**Task inputs**
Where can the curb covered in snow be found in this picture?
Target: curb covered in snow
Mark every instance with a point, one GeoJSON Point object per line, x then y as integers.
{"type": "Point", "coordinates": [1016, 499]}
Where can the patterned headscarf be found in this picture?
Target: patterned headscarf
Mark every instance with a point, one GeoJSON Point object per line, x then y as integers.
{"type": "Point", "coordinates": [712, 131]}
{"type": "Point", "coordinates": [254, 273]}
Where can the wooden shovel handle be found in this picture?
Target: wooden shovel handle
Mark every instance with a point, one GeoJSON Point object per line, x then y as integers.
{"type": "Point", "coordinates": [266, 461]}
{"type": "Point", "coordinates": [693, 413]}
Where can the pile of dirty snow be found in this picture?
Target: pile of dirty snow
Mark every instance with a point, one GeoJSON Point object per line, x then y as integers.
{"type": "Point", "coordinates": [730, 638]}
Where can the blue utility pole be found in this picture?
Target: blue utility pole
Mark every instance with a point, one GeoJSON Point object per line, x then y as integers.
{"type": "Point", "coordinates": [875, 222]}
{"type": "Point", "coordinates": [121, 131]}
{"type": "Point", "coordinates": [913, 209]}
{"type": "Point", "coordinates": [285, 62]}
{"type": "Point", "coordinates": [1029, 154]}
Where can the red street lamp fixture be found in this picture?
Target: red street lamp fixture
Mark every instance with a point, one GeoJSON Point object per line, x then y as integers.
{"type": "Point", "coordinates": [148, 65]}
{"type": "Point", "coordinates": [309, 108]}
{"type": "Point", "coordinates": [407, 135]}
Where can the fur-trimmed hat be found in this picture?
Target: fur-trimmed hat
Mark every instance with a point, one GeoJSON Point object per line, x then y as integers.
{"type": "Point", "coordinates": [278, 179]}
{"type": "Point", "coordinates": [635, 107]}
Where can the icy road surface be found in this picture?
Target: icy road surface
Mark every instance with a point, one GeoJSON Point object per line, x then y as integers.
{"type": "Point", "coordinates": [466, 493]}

**What the task asks**
Render every line from the one containing "Where can the patterned" through the last line of the items, inclusive, as a numbered list, omitting any blank lines.

**Result of this exercise**
1. Where can the patterned headscarf be found in this picture?
2. Target: patterned headscarf
3. Mark every instance with a point, one GeoJSON Point object per line, x then y as integers.
4. {"type": "Point", "coordinates": [712, 131]}
5. {"type": "Point", "coordinates": [254, 273]}
6. Where can the wooden shovel handle be found in this picture?
7. Target: wooden shovel handle
8. Mark every instance with a point, one GeoJSON Point object per line, x then y as integers.
9. {"type": "Point", "coordinates": [266, 461]}
10. {"type": "Point", "coordinates": [693, 413]}
11. Where can the pile of dirty snow be found in this picture?
12. Target: pile of dirty snow
13. Mark every instance with a point, one GeoJSON Point object per line, x then y as integers.
14. {"type": "Point", "coordinates": [730, 638]}
15. Where can the blue utility pole be found in this picture?
16. Target: blue utility pole
17. Mark every instance with a point, one GeoJSON Point object per line, x then y as integers.
18. {"type": "Point", "coordinates": [875, 222]}
19. {"type": "Point", "coordinates": [121, 131]}
20. {"type": "Point", "coordinates": [913, 209]}
21. {"type": "Point", "coordinates": [285, 62]}
22. {"type": "Point", "coordinates": [1029, 154]}
23. Where can the red street lamp fixture be found in this picture?
24. Target: red street lamp fixture
25. Mark every instance with a point, one GeoJSON Point object per line, x then y as integers.
26. {"type": "Point", "coordinates": [148, 65]}
27. {"type": "Point", "coordinates": [309, 108]}
28. {"type": "Point", "coordinates": [407, 135]}
29. Where can the fur-trimmed hat be found in this picture?
30. Target: fur-trimmed hat
31. Mark every instance with a point, one GeoJSON Point object per line, x then y as integers.
32. {"type": "Point", "coordinates": [278, 179]}
33. {"type": "Point", "coordinates": [635, 107]}
34. Where can the icy road surface be found in this picture?
35. Target: icy road surface
36. Mark every instance with a point, one GeoJSON Point object per line, x then y as integers.
37. {"type": "Point", "coordinates": [466, 493]}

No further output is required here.